• WORKING DATA
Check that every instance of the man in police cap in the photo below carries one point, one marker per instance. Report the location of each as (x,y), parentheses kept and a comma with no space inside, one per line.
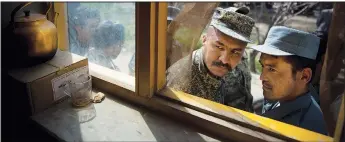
(217,71)
(288,62)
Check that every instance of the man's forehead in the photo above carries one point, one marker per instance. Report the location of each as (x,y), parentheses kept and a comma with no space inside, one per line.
(217,35)
(270,59)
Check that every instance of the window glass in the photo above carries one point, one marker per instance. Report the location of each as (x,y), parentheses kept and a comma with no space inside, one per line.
(103,32)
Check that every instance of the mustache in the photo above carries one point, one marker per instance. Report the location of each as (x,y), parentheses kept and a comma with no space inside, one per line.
(267,84)
(220,64)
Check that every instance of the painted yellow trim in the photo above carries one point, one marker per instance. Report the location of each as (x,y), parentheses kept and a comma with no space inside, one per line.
(162,41)
(153,31)
(287,130)
(340,122)
(61,25)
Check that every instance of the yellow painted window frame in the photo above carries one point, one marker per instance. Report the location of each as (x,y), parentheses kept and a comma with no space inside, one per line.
(217,119)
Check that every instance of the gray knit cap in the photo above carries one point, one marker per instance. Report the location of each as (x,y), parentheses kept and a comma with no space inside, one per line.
(233,22)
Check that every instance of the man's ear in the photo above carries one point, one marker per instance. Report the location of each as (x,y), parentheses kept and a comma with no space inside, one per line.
(306,75)
(204,38)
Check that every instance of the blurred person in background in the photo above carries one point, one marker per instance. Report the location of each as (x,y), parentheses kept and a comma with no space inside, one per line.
(82,23)
(108,39)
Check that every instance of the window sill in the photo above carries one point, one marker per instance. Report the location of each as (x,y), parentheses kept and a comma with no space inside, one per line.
(114,121)
(222,121)
(243,118)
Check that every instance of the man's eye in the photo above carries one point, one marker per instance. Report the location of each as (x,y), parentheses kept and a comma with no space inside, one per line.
(271,69)
(236,53)
(219,47)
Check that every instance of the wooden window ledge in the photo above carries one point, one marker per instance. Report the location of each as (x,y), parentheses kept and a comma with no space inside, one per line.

• EXERCISE GOAL
Transcribe all the lines above exactly, apart from the pictures.

• SOLUTION
Check that every instance of the man in police cap in the photo below carries one point, one marker per instance. Report the location of each as (x,y), parentheses kept and a comma with no space inside, one per line.
(217,71)
(288,62)
Check that every instance of the man's forehead in the photo above carries one point, one marker per instance. Report the location of each as (x,y), parentheses kept and a comma with no space inside, one per line.
(217,35)
(270,59)
Check that every instance of the window glass in the photo above carries one point, one marker per instance. Report the location of each as (x,y), parentheses kept and a comma with no space inside, one per line.
(103,32)
Check that every instance of the mustache in the photo above carries one point, one marker per instance. Report the location of each as (x,y), parentheses kept and a comma with no space inside, one per line.
(267,84)
(220,64)
Check that every instance of the painted yellow trim in the photo above carries one point, one marker per instance. Report the location of each as (x,y), parentheses kept and a comma with no space inside, one per line.
(162,41)
(153,31)
(287,130)
(340,122)
(61,25)
Check that every instance of the yellow painted window frame in the photo above carries one point, one marker per instance. Report the location of each as (x,y), parentheses kept and a comma with no space inside, one per line.
(217,119)
Check that every instance of the gray knit cap in the photo above carries one point, one marker per instance. Report the location of each as (x,y), parentheses kept and a comma with no space inside, one per line.
(233,22)
Check that every instance of the man's ear in the photo above carries one point, one marker per instance. Report the location of each as (x,y), parentheses kept and a comma with no space inside, one per line.
(306,75)
(204,38)
Check that every instance of the blurred person in background in the photo above carries one point, one marker per instance. Report the location of each as (x,y), parentheses kept and a comma with no space inside, one per line.
(82,23)
(108,39)
Check that every instance of the window sill in the photo above carries one point, one marker per instance. Report the location of each as (x,y), parentheses kept and a comma with no space inside, one per line.
(114,121)
(222,121)
(243,118)
Check that every instance of the man's eye in the photo above carries one point, one marker per instance. Report the location of each as (x,y), parentheses kept and a comma with no space inside, one per line.
(271,69)
(236,53)
(219,47)
Check that every instance of the wooden window ledge in the photo above carries one point, one marker per instance. Report the location of each as (x,y), parentheses kept and a comma with no space inside, one per line.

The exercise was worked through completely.